Forscherinnen und Forscher aus Jena haben die medikamentöse lipidsenkende
Therapie einer Kosten-Nutzen-Analyse unterzogen. Im Rahmen der 90.
Jahrestagung der Deutschen Gesellschaft für Kardiologie in Mannheim wurden
die Ergebnisse präsentiert. Sie fanden heraus, dass diese nicht nur für
die Patientinnen und Patienten, sondern auch für Krankenkassen und
Arbeitgeber Vorteile hat.

Düsseldorf/Mannheim, 9. April 2024 – Zu viel LDL-Cholesterin kann
bekanntermaßen Ablagerungen an den Wänden der Blutgefäße (sogenannte
Plaques) begünstigen und diese anfälliger für einen akuten Gefäßverschluss
(nach Plaqueruptur) machen , wodurch sich das Risiko für einen Herzinfarkt
deutlich erhöht. In der Studie „Jena auf Ziel“ („JaZ“) am
Universitätsklinikum Jena wurden Menschen untersucht, die einen
Herzinfarkt erlitten haben und nun eine hochintensive LDL-Cholesterin-
senkende Therapie erhielten. Die Kardiologinnen und Kardiologen, die die
Studie durchführten, wollten wissen, wie sich die Werte des LDL
Cholesterins dieser Patientengruppe am besten auf die in den Leitlinien
empfohlenen Zielwerte senken lassen. Eine erste, bereits publizierte
Analyse zeigte, dass durch eine Kombination von generisch verfügbaren
lipidsenkenden Medikamenten (Statine und Ezetimibe) bei 80 % der
Patientinnen und Patienten nach sechs Wochen die Zielwerte erreicht werden
konnten. Bei wem das nicht ausreichte, half die zusätzliche Gabe von
Bempedoinsäure und PSCK-9-Hemmer. Innerhalb von zwölf Monaten konnten bei
allen die Blutfettwerte auf das gewünschte Maß gebracht werden.

——

*Aufgaben*
1 – Prüfen Sie, ob die folgenden Aussagen mit dem Seitenauszug zur lipidsenkenden Therapie übereinstimmen, und belegen Sie jede Antwort mit einem wörtlichen Zitat: (a) Die Ergebnisse wurden auf der 90. Jahrestagung der Deutschen Gesellschaft für Kardiologie in Mannheim vorgestellt. (b) Mit Statinen und Ezetimibe erreichten alle Patientinnen und Patienten nach sechs Wochen die Zielwerte. (c) Innerhalb von zwölf Monaten wurden bei allen die Blutfettwerte auf das gewünschte Maß gebracht.
2 – Fassen Sie den Absatz des Seitenauszugs, der mit „Düsseldorf/Mannheim, 9. April 2024“ beginnt, als Stichpunktliste zusammen und behalten Sie dabei seine wesentlichen Fakten bei.
Die anschließende Liste ist eigenständiges Material und gehört nicht zum Seitenauszug.

*Datenauszug*
——

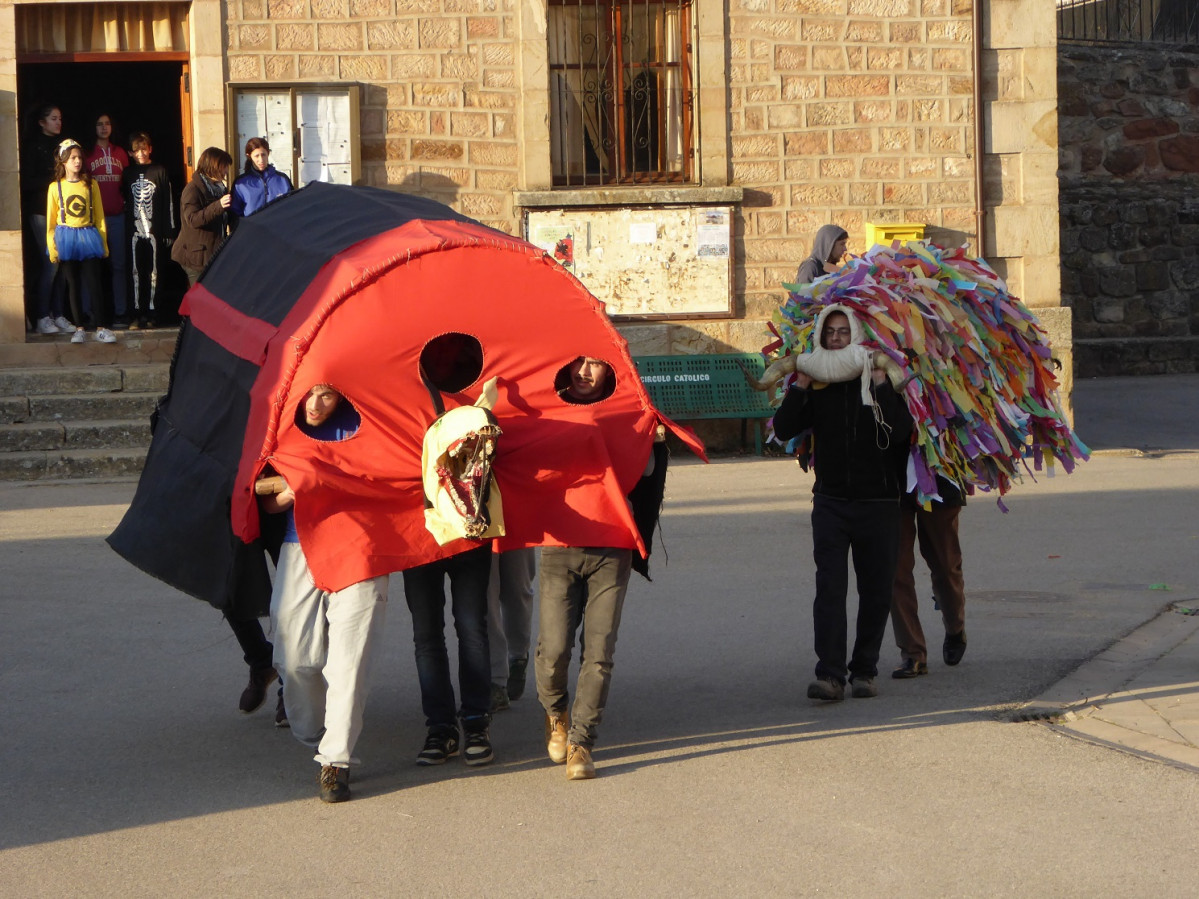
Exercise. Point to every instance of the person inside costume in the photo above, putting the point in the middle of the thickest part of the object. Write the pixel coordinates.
(260, 182)
(827, 251)
(861, 430)
(462, 500)
(583, 587)
(510, 622)
(107, 163)
(323, 640)
(76, 237)
(935, 529)
(204, 213)
(150, 210)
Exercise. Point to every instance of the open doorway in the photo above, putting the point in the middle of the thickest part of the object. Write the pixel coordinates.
(139, 95)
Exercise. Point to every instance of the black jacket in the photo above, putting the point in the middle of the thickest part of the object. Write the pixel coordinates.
(854, 457)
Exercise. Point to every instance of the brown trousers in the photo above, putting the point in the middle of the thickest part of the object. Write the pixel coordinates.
(937, 530)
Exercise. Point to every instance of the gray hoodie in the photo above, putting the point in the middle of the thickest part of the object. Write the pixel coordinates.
(821, 248)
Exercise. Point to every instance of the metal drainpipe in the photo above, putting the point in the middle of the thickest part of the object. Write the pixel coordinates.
(980, 211)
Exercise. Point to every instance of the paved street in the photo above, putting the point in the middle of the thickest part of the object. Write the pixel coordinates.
(131, 771)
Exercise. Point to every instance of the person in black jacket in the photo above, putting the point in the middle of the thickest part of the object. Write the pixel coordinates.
(204, 213)
(860, 447)
(937, 530)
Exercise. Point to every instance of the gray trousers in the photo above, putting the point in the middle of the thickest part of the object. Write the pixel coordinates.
(323, 646)
(579, 586)
(510, 608)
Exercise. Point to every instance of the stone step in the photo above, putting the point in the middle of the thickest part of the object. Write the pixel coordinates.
(83, 379)
(32, 436)
(71, 464)
(97, 406)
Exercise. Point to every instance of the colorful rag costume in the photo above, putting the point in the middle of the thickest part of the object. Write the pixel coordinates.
(977, 366)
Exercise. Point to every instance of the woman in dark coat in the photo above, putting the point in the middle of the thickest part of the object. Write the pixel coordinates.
(204, 213)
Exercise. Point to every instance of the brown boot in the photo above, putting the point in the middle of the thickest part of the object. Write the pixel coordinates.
(555, 736)
(578, 762)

——

*Lösungen*
1 –
(a) Ja: „Im Rahmen der 90. Jahrestagung der Deutschen Gesellschaft für Kardiologie in Mannheim wurden die Ergebnisse präsentiert.“
(b) Nein: „bei 80 % der Patientinnen und Patienten nach sechs Wochen die Zielwerte erreicht werden konnten“
(c) Ja: „Innerhalb von zwölf Monaten konnten bei allen die Blutfettwerte auf das gewünschte Maß gebracht werden.“

2 –
- Zu viel LDL-Cholesterin kann Ablagerungen (Plaques) an den Gefäßwänden begünstigen und diese anfälliger für einen akuten Gefäßverschluss machen, was das Herzinfarktrisiko deutlich erhöht.
- Die Studie „Jena auf Ziel“ („JaZ“) am Universitätsklinikum Jena untersuchte Menschen nach einem Herzinfarkt, die eine hochintensive LDL-Cholesterin-senkende Therapie erhielten.
- Ziel war es herauszufinden, wie sich ihr LDL-Cholesterin am besten auf die in den Leitlinien empfohlenen Zielwerte senken lässt.
- Laut einer ersten, bereits publizierten Analyse erreichten 80 % mit einer Kombination aus Statinen und Ezetimibe nach sechs Wochen die Zielwerte.
- Reichte das nicht aus, half die zusätzliche Gabe von Bempedoinsäure und PSCK-9-Hemmer.
- Innerhalb von zwölf Monaten wurden bei allen die gewünschten Blutfettwerte erreicht.